=== WHAT NEEDS TO BE DONE ===
Beginning at the line that contains "M 294 147 L", write out each remaining line of the entries below exactly as it stands.

=== DATA ===
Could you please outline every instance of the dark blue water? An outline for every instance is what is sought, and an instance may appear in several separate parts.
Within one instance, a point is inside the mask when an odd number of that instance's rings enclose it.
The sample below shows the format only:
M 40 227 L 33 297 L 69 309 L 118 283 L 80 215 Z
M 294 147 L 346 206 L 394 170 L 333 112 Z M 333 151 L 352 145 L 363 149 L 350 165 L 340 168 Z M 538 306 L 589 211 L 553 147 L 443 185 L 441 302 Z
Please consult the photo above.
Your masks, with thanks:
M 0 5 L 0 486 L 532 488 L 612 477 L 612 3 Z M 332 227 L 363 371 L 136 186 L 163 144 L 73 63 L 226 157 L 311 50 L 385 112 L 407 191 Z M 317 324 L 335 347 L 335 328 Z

=== RESPONSE TO THIS TASK ===
M 294 147 L 346 206 L 394 170 L 333 112 Z M 333 151 L 352 145 L 363 149 L 350 165 L 340 168 Z M 538 306 L 589 211 L 553 147 L 443 185 L 441 302 Z
Please consult the photo above.
Your masks, with thanks:
M 0 5 L 0 486 L 532 488 L 612 477 L 612 3 Z M 332 227 L 363 371 L 136 186 L 163 144 L 73 63 L 226 157 L 311 50 L 385 112 L 407 191 Z M 317 324 L 335 347 L 335 328 Z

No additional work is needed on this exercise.